(Data taken from a collection)
◆ ◆ ◆ ◆

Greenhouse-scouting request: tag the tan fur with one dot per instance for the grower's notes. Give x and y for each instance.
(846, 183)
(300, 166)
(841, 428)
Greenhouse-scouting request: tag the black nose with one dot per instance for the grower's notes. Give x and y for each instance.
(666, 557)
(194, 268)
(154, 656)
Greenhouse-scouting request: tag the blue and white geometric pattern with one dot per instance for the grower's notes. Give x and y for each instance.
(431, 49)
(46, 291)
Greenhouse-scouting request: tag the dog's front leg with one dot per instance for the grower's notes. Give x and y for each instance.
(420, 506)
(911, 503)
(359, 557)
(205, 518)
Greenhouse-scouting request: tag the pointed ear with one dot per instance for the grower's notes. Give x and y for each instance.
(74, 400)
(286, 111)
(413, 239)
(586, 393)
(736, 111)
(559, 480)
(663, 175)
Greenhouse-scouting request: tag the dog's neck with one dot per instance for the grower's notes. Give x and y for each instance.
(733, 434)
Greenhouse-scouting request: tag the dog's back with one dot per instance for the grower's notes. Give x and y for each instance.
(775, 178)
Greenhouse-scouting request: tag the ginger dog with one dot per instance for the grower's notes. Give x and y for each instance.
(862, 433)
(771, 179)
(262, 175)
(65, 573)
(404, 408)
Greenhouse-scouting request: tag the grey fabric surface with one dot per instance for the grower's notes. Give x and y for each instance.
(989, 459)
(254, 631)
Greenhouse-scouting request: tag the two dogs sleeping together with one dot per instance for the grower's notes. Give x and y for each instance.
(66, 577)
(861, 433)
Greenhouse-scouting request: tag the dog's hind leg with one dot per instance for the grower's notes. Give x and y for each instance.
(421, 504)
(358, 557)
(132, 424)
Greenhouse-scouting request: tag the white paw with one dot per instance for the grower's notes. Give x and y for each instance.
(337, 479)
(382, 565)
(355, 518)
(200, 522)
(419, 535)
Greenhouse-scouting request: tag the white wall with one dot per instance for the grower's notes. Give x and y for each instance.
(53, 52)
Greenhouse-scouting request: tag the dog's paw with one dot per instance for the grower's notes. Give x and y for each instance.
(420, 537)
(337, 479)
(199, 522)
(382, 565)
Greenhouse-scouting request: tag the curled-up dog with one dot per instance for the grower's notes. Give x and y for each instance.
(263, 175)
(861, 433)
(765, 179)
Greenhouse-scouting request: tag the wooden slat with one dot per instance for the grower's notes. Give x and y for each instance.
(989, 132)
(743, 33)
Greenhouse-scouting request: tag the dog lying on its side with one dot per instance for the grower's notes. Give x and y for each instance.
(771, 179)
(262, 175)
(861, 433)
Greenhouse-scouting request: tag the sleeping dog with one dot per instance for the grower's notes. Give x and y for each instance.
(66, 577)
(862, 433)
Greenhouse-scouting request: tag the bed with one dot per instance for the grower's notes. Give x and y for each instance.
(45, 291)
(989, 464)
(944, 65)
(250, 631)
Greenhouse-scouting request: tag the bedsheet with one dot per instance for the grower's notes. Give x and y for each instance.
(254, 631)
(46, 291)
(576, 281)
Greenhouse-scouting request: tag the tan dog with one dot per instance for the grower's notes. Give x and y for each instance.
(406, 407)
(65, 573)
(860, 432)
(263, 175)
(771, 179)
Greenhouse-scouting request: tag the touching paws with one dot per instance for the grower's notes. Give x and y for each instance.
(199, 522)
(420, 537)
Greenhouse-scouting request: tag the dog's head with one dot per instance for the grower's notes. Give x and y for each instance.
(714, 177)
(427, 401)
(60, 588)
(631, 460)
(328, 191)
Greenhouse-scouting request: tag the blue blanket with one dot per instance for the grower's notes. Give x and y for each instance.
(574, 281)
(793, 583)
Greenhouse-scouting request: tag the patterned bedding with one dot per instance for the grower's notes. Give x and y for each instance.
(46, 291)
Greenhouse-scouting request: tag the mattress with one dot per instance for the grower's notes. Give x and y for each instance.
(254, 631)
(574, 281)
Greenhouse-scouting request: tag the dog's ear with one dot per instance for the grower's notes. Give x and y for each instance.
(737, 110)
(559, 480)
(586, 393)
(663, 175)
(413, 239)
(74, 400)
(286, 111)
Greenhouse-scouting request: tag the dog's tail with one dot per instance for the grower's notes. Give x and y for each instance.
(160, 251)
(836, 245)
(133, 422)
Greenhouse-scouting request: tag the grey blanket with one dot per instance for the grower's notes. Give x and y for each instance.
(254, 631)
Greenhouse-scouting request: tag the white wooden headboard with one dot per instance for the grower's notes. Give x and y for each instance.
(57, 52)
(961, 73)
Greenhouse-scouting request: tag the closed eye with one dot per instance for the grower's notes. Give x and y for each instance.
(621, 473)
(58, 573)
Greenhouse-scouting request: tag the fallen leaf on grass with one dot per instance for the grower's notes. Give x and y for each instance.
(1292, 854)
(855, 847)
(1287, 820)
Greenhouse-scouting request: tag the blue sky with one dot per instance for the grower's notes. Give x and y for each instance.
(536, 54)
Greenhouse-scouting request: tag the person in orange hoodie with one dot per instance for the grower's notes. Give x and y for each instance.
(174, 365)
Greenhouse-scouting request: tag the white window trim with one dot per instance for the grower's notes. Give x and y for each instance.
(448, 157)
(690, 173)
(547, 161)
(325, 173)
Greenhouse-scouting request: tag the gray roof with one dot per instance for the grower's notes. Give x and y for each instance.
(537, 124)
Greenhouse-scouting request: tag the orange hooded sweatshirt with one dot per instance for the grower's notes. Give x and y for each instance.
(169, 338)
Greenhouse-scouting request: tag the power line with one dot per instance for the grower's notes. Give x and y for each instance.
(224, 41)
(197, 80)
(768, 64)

◆ ◆ ◆ ◆

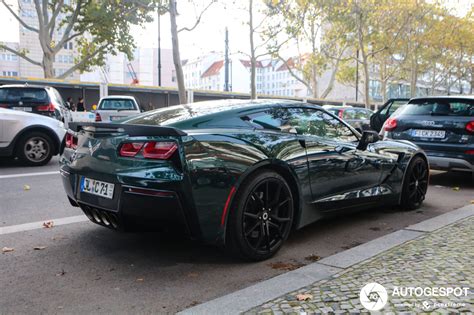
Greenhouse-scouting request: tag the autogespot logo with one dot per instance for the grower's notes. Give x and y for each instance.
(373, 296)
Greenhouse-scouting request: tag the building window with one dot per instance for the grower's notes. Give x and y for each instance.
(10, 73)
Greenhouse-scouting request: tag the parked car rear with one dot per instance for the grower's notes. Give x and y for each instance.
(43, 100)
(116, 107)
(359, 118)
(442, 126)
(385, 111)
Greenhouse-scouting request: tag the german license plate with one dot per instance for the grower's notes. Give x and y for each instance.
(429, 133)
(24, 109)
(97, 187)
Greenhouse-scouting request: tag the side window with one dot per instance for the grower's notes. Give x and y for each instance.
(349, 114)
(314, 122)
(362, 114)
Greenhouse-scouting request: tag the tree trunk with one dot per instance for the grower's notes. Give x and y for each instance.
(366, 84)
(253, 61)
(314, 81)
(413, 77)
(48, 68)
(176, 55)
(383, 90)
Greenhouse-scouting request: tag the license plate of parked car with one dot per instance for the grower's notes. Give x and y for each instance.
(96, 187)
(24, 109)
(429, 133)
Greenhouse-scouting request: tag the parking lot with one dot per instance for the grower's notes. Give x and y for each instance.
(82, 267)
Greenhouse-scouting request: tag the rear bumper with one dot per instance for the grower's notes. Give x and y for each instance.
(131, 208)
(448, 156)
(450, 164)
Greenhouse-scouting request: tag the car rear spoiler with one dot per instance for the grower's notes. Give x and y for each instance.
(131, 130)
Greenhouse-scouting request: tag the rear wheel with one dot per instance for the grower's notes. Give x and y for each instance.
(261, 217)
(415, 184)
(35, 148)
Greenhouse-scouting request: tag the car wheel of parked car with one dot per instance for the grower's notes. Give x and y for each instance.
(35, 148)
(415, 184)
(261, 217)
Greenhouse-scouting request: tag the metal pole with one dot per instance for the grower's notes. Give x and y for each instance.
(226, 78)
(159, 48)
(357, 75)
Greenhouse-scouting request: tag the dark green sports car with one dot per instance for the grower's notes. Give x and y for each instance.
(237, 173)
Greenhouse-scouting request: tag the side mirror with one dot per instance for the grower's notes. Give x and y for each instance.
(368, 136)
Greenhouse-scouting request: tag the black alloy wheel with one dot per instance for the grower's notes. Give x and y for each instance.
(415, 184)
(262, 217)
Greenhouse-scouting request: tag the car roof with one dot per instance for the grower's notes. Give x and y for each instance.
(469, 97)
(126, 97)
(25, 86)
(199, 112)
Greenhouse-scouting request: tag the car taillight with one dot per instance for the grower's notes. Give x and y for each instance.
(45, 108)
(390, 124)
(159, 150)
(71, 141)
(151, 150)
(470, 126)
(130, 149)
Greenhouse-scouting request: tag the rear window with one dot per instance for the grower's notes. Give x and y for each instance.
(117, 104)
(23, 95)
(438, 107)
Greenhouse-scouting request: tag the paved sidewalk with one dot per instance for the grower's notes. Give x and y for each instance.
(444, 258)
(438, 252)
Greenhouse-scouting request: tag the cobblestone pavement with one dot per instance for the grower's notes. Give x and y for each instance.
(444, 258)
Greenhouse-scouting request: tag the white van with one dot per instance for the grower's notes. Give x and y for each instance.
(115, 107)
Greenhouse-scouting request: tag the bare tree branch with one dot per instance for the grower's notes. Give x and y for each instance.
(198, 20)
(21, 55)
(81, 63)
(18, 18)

◆ ◆ ◆ ◆

OBJECTIVE: Count the lines in the entries above that contain the word "wooden" and give only that number.

EXPECTED OUTPUT: 2